● EXERCISE AIM
Reproduce only the lines starting with the one that contains "obj: amber glass light shade" and going on through the one that contains "left=355, top=117, right=476, bottom=179", swapping "top-left corner" for "upper-left corner" and keeping everything else unchanged.

● DATA ROWS
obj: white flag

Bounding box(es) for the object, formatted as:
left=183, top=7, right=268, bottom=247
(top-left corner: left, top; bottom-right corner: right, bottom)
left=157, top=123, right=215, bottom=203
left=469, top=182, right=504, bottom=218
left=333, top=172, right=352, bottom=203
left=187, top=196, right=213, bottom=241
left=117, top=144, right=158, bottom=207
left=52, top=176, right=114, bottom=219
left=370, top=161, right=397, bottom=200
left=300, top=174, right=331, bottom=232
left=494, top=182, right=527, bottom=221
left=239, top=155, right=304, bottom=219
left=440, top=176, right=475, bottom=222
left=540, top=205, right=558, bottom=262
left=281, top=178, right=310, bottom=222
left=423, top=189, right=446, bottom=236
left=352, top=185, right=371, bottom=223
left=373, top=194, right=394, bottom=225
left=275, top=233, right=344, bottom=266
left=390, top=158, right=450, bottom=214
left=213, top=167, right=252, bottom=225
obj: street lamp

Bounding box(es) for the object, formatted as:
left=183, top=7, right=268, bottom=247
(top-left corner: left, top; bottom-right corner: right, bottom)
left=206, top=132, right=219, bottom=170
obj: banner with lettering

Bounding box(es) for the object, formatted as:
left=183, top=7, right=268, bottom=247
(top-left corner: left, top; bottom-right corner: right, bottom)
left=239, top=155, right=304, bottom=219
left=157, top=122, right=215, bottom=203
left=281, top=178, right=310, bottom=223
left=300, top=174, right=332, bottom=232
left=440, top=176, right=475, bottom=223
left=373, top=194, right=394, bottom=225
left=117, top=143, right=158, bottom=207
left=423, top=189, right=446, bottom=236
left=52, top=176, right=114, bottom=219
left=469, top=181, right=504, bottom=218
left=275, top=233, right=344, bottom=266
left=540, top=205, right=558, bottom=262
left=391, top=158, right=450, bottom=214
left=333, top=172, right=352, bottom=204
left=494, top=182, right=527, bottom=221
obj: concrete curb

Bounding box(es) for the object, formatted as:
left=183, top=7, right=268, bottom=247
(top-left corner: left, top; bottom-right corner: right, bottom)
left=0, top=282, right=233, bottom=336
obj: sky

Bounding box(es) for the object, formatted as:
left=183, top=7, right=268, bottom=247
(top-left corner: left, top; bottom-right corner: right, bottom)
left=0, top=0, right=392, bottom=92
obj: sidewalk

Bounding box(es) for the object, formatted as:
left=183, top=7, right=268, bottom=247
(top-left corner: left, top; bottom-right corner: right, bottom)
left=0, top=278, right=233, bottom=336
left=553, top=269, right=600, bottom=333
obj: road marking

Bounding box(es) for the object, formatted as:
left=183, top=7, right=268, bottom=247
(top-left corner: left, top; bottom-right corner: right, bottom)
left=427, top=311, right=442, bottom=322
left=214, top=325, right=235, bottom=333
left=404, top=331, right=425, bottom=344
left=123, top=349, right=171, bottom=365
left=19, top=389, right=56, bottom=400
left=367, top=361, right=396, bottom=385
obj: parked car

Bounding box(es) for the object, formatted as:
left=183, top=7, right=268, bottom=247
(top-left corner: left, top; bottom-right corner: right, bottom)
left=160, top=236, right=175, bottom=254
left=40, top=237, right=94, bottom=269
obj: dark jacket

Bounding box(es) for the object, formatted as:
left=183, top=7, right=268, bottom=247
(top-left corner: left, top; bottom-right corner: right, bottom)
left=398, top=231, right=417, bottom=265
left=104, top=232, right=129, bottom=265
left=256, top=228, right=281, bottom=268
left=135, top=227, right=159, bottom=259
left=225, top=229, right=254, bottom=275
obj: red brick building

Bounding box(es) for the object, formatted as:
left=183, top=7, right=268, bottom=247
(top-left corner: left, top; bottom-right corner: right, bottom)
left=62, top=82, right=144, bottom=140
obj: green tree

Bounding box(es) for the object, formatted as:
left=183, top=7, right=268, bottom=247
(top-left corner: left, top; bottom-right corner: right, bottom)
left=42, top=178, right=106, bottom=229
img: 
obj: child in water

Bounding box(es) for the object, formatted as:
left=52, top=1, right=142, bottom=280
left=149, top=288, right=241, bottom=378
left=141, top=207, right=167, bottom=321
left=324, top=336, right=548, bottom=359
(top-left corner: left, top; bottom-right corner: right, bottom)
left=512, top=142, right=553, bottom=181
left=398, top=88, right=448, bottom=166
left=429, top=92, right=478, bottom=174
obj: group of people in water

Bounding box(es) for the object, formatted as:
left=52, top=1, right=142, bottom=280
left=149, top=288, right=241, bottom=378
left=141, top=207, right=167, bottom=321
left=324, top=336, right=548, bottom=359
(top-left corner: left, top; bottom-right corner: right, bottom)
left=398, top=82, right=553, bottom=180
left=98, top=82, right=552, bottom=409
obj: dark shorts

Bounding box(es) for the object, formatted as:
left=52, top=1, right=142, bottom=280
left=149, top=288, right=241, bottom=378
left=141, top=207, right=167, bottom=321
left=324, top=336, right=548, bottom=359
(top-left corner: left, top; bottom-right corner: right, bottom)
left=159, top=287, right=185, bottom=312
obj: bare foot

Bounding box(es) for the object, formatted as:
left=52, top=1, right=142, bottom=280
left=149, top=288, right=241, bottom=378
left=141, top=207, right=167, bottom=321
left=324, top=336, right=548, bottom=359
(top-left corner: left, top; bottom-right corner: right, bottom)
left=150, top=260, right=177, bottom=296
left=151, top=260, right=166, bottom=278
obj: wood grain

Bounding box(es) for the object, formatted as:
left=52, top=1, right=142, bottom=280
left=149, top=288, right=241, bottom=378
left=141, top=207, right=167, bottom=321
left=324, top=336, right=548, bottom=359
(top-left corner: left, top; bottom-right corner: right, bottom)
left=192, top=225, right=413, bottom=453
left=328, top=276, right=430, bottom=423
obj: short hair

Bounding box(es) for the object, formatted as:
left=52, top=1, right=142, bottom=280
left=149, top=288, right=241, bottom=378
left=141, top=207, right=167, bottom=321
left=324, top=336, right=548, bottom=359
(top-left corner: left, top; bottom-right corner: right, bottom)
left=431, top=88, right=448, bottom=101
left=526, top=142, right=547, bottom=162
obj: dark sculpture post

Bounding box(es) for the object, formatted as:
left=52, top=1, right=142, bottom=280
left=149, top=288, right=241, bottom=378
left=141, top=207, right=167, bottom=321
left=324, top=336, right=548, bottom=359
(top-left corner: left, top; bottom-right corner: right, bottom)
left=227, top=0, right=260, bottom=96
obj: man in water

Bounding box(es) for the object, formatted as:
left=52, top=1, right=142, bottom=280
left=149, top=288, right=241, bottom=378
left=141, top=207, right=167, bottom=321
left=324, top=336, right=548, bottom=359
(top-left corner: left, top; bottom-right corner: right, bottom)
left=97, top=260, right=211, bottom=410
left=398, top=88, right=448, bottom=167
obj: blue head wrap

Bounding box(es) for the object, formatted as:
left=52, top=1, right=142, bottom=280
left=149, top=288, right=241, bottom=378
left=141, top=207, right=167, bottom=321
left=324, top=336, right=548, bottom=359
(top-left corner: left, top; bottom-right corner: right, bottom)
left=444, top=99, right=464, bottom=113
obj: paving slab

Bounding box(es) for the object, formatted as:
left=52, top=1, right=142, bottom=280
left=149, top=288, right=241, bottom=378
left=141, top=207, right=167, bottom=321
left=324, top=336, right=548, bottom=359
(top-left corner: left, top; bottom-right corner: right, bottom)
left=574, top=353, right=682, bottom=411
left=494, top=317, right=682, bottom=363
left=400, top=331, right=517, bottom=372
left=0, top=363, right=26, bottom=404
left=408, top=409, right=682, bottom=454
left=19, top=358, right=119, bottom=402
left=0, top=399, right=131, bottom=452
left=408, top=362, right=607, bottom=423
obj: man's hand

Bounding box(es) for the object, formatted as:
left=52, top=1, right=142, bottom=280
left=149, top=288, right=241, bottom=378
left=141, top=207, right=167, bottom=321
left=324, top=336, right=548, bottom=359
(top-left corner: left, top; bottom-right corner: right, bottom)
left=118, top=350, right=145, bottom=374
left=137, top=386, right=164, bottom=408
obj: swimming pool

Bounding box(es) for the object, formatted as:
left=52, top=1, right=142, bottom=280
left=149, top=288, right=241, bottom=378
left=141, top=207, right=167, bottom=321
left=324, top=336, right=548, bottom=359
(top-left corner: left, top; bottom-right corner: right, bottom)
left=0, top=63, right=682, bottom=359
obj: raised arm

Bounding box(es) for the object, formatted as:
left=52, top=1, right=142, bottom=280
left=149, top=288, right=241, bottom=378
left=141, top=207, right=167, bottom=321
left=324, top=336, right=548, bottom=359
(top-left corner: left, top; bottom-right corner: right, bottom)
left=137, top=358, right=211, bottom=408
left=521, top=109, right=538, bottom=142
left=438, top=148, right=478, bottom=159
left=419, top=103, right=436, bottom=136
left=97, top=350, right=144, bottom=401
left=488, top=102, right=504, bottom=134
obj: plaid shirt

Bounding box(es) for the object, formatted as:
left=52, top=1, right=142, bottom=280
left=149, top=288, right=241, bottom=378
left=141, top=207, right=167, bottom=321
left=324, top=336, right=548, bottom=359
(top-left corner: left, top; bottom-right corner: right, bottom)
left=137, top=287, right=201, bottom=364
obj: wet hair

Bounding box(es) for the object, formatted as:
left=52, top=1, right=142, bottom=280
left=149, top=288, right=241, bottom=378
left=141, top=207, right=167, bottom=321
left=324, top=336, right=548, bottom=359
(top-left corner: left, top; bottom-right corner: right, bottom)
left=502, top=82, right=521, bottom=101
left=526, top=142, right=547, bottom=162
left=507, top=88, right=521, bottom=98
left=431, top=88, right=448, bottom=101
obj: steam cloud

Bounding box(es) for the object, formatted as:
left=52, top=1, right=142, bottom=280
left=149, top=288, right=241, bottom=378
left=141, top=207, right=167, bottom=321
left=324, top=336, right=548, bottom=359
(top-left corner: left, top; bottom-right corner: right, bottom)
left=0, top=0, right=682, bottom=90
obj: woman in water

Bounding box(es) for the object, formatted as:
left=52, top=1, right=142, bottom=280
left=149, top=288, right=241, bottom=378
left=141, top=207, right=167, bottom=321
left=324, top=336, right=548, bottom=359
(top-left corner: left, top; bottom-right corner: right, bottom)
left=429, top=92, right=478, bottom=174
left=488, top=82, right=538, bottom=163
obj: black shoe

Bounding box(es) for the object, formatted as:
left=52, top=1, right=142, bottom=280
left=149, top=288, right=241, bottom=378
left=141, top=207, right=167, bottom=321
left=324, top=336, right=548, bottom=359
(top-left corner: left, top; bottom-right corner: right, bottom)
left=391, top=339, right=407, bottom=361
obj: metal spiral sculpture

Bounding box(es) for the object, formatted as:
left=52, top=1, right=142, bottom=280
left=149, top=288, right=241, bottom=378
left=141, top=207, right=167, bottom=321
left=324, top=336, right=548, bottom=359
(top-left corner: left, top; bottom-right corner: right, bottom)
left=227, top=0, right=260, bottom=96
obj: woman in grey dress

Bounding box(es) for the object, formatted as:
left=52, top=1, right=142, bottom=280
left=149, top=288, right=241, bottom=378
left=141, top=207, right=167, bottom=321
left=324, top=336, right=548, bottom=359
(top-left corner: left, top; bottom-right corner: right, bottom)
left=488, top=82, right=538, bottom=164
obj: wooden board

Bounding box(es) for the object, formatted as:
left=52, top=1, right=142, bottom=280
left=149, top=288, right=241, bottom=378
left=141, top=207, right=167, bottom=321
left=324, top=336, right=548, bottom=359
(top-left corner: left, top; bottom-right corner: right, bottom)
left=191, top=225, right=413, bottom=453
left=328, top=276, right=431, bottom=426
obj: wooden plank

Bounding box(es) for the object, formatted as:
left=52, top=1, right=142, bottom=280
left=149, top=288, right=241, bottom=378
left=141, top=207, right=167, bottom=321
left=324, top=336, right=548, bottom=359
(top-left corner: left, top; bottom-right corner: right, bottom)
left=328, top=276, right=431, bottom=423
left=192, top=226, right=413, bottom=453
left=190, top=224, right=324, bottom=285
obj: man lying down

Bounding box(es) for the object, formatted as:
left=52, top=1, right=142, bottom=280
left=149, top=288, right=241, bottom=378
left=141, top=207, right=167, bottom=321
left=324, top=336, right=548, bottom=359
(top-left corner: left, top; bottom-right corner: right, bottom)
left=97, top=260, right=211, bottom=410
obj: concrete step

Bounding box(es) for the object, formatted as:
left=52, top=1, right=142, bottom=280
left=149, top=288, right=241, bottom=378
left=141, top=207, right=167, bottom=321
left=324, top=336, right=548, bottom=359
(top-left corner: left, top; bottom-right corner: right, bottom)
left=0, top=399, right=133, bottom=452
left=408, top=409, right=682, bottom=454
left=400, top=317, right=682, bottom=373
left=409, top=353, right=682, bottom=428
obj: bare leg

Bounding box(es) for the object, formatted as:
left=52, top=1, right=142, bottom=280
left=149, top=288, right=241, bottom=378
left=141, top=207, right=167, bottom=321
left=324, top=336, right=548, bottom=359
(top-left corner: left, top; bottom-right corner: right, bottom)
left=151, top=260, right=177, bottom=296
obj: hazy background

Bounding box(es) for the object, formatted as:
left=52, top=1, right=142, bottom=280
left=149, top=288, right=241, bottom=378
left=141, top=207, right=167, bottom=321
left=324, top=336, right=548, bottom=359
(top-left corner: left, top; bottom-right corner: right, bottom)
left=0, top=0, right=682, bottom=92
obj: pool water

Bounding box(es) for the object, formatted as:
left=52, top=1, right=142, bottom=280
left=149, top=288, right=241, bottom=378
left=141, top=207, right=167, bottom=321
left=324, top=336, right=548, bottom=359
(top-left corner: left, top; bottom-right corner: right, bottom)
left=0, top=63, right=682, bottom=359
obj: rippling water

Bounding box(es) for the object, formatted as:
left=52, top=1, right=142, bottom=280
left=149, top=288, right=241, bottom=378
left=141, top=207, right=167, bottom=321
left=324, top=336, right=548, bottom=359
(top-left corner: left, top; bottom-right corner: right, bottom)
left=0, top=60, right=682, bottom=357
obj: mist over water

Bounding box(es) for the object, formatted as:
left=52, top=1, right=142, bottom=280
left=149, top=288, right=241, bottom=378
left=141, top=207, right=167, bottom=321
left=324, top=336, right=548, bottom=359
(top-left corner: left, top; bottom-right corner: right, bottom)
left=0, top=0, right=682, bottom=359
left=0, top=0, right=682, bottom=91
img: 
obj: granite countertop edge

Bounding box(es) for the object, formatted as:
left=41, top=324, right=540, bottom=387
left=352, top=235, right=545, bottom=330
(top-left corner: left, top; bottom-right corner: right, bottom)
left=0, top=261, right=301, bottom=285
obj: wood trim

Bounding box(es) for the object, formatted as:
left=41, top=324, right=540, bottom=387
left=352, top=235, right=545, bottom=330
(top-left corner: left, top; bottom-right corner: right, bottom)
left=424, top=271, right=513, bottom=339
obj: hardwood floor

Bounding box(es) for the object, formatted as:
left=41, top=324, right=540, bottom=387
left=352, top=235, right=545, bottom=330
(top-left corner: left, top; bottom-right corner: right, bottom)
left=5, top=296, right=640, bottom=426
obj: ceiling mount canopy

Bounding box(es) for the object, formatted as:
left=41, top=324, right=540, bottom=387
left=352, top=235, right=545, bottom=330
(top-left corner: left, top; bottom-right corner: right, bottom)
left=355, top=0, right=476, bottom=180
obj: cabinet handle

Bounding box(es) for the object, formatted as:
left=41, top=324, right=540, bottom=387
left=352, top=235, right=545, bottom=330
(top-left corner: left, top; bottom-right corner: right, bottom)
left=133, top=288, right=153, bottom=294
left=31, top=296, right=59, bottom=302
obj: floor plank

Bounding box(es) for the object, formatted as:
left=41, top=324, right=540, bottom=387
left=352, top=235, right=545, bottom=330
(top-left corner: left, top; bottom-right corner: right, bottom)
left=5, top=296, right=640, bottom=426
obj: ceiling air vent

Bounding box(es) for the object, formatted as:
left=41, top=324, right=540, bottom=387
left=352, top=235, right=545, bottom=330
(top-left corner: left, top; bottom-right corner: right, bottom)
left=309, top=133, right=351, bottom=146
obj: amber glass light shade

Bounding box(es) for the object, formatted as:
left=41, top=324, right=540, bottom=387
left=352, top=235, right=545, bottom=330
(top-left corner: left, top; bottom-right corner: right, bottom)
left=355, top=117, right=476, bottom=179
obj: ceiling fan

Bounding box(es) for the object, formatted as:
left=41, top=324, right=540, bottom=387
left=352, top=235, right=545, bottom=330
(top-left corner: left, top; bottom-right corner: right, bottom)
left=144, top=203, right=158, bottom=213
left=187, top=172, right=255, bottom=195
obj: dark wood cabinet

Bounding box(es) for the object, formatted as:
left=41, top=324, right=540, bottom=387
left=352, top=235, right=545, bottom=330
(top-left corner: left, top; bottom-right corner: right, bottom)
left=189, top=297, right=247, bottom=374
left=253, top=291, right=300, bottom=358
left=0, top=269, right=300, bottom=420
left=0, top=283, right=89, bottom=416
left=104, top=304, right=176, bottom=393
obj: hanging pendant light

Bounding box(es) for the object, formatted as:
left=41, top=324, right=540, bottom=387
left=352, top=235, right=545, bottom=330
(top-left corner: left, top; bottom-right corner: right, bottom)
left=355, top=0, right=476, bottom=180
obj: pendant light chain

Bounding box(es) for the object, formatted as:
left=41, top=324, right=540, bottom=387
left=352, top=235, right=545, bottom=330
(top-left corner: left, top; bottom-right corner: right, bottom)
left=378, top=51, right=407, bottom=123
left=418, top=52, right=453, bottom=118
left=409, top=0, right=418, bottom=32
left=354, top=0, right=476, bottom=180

● RIGHT ANSWER
obj: amber glass light shade

Bounding box(es) for the object, formatted as:
left=41, top=324, right=540, bottom=387
left=352, top=235, right=545, bottom=330
(upper-left corner: left, top; bottom-right corner: right, bottom)
left=355, top=117, right=476, bottom=179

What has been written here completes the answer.